- Required work: Please change "set a pin" to "place a marker" in the lines, starting with the line with "In this exercise you will spot each instance of the paved" and going on through the last line. Give those lines again with everything else unchanged.

::::

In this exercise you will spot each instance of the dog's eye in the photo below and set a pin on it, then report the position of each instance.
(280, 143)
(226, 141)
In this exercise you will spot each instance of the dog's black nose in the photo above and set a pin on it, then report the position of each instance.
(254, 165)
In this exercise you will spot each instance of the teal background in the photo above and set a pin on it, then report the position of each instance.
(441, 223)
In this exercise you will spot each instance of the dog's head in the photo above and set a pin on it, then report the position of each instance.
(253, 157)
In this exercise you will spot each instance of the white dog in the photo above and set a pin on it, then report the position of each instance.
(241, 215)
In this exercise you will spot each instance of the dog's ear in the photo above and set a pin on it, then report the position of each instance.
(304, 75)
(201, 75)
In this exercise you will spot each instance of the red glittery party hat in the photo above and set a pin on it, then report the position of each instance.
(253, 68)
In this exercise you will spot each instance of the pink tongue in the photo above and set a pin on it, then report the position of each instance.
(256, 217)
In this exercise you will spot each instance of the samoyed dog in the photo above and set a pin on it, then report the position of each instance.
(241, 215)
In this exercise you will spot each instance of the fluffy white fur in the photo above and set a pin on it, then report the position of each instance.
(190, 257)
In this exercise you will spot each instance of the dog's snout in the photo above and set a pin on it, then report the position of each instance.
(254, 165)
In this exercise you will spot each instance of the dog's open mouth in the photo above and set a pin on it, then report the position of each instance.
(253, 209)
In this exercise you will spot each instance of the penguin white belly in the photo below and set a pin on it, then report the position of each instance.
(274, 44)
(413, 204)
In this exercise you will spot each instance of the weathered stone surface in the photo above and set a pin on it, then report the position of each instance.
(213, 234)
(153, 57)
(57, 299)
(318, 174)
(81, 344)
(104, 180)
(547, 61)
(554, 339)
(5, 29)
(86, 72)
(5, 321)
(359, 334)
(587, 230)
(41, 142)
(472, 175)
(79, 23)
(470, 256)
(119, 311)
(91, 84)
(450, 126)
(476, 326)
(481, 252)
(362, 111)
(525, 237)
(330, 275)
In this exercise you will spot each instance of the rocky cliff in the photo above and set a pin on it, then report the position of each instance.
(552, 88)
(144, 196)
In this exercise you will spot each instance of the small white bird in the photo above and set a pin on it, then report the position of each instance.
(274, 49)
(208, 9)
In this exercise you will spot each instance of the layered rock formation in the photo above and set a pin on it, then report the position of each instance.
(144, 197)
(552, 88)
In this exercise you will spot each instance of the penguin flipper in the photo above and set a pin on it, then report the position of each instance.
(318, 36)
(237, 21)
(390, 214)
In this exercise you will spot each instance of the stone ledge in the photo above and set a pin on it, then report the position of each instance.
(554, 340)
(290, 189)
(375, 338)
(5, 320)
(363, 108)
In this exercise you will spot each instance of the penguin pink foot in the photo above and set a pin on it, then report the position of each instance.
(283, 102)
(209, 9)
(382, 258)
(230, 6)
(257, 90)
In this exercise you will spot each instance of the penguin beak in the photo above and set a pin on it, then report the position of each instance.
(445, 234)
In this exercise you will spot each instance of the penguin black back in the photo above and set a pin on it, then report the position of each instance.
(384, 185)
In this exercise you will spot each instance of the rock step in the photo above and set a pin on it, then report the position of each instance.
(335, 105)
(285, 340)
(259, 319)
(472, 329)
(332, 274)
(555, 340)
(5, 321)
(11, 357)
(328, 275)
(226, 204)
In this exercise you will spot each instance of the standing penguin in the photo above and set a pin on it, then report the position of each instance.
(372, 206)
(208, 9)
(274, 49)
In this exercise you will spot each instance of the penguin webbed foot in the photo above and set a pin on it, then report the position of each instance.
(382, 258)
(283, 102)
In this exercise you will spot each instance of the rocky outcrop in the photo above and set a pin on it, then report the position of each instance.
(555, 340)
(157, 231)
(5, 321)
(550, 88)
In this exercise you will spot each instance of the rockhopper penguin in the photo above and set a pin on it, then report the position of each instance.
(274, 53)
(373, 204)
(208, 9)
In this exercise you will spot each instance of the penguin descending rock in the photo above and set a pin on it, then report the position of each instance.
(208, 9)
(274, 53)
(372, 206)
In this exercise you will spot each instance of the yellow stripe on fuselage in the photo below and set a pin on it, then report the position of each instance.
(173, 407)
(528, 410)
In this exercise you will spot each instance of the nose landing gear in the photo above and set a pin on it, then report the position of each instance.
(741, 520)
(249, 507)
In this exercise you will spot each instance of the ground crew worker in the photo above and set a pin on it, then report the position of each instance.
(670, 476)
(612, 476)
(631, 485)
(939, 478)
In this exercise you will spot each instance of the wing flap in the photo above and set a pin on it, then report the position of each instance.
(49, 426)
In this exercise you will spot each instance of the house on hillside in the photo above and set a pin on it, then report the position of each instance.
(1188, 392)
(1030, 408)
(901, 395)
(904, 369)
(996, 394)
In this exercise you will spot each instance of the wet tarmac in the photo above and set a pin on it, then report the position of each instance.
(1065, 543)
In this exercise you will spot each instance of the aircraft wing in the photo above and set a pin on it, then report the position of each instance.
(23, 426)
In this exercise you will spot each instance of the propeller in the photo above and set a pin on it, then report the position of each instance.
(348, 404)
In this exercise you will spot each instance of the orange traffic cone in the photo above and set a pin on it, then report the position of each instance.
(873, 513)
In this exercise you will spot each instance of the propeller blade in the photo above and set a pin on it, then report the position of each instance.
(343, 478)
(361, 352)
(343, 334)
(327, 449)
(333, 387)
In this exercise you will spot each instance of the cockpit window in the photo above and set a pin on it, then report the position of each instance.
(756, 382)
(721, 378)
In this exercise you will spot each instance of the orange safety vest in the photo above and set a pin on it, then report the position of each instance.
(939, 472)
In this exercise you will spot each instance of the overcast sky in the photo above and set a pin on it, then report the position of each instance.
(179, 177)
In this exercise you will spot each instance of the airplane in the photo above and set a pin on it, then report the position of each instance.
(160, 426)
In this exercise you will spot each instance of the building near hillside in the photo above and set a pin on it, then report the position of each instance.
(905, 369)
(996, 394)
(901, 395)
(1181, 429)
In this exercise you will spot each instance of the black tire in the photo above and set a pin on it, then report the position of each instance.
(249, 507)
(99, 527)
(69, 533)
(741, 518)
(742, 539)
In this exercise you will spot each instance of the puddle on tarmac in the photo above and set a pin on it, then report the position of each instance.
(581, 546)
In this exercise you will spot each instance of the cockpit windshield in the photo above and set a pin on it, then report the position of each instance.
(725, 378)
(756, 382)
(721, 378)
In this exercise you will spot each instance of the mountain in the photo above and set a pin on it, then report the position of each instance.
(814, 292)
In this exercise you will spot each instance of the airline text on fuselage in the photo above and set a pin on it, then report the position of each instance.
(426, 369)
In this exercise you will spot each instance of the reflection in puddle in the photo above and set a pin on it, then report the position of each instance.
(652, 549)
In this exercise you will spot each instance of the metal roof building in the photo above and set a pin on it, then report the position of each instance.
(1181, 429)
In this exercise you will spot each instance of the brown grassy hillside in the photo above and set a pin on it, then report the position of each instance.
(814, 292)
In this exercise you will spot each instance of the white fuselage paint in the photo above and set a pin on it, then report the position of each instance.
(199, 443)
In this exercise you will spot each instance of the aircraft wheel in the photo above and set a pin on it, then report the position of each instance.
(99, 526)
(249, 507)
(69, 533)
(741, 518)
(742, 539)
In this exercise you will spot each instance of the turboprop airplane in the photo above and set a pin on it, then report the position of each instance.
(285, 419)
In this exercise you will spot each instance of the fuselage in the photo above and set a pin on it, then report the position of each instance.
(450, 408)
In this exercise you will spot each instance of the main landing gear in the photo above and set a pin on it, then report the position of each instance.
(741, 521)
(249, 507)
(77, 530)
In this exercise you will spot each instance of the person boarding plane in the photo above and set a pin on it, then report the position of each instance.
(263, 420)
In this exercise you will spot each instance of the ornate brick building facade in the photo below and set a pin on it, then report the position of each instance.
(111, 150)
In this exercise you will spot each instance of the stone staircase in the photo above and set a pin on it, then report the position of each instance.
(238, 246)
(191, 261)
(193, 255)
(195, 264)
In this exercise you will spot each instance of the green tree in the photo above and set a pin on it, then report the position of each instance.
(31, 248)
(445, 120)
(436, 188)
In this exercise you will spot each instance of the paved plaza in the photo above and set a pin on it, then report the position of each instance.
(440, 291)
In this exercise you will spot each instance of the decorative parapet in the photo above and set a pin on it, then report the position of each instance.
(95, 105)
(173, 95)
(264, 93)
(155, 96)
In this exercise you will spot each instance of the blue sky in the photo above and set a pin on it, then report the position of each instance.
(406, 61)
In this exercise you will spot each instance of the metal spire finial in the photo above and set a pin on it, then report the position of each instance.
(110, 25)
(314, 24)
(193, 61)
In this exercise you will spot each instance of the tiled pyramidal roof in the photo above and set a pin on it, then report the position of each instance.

::::

- Answer to the problem:
In this exercise you will spot each instance of the paved plaza in the photo above and place a marker on it, then report the position of each instance.
(440, 291)
In this exercise you will spot each instance of the decorative parapet in the photo above and place a marker on it, then report the position of each instance.
(95, 105)
(173, 95)
(264, 93)
(155, 96)
In this exercise you will spot each instance of the blue sky in the photo above and place a marker on it, then report the position of each instance.
(406, 61)
In this exercise you will spot each instance of the metal spire finial in the photo above and place a marker on it, then report the position of each instance.
(110, 25)
(314, 24)
(193, 61)
In this exercise you will spot each instance of the tiled pyramidal roof in the photo above and place a marker on it, then report the position of each instance.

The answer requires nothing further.